**Exercise aim**
Collect every line of the rows below that contains the word "plastic". Case counts.

**Input data**
####################

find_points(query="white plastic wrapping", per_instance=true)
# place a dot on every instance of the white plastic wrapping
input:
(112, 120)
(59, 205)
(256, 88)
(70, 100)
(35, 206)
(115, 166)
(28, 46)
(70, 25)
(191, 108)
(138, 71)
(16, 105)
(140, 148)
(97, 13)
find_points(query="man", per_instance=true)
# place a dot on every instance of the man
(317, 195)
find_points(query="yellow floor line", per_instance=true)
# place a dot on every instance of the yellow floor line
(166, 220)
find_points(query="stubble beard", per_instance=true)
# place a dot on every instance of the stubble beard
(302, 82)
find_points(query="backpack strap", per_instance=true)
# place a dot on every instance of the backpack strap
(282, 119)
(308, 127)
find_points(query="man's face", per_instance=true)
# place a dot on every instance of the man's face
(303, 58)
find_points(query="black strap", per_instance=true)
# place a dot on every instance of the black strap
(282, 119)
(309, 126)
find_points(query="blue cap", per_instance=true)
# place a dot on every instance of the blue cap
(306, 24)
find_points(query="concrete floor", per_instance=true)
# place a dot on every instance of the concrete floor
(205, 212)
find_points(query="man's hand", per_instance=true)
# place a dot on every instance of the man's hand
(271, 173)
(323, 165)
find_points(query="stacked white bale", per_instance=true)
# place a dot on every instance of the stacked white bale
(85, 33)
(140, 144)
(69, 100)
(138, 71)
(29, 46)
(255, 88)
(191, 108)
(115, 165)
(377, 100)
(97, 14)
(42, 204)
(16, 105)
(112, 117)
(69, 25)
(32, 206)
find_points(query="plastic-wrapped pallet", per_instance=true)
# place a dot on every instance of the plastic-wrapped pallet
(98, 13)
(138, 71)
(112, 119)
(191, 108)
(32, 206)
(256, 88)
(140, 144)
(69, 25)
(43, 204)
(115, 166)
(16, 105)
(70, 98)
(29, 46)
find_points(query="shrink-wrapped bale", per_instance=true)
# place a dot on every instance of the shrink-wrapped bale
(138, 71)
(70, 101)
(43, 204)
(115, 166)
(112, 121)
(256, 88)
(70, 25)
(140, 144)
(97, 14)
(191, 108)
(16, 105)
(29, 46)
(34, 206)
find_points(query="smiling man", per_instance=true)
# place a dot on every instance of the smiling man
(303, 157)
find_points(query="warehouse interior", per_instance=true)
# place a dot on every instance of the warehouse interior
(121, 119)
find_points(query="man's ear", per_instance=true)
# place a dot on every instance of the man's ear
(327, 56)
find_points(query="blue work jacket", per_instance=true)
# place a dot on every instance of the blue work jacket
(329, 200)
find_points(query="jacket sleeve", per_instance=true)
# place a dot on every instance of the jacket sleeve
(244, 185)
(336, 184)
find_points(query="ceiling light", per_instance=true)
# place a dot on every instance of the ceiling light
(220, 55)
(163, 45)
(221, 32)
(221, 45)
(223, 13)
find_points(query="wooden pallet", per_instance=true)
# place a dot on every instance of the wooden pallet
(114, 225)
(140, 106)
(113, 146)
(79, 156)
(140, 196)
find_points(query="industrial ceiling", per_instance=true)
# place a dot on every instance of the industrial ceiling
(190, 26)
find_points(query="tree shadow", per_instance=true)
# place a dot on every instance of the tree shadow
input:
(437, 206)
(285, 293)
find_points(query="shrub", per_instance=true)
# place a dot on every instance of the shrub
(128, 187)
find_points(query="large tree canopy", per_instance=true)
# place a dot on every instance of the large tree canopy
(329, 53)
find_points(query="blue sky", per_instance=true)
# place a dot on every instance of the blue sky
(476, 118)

####################

**Finished answer**
find_points(query="white plastic wrapping", per_instance=true)
# place a dot on every instance of the white plastic wrapping
find_points(query="plastic-wrapped pallet", per_instance=true)
# place a dot on every instance of the plastic-wrapped pallet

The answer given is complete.